Extracted data entries
^^^^^^^^^^^^^^^^
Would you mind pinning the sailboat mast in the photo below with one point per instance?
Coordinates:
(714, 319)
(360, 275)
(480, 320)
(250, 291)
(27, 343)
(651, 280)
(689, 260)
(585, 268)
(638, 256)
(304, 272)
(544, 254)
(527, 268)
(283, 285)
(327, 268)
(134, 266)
^^^^^^^^^^^^^^^^
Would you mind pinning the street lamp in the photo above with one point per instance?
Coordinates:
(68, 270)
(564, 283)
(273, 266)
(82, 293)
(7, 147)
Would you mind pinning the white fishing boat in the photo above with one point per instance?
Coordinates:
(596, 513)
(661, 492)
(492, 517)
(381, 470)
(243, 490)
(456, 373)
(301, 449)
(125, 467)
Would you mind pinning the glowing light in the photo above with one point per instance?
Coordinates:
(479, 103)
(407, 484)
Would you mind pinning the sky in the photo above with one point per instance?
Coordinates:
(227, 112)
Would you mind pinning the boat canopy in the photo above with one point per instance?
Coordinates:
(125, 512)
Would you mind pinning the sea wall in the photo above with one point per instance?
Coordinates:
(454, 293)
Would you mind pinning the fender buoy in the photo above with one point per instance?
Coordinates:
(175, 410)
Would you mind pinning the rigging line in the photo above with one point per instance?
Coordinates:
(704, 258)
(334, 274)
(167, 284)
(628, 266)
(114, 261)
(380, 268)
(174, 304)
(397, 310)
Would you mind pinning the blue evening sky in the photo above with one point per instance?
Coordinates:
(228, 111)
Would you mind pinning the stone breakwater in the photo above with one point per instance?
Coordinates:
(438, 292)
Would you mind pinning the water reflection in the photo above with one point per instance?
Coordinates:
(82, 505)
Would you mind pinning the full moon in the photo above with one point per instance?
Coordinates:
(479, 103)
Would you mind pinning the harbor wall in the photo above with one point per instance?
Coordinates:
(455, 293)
^^^^^^^^^^^^^^^^
Exercise brief
Pick out each line in the entries above that contains the string "wall" and copy it in full.

Result of the exercise
Would you mind pinning the sea wall in the photo above with one point per instance?
Would you mind pinning the harbor wall in the photo above with one point per instance?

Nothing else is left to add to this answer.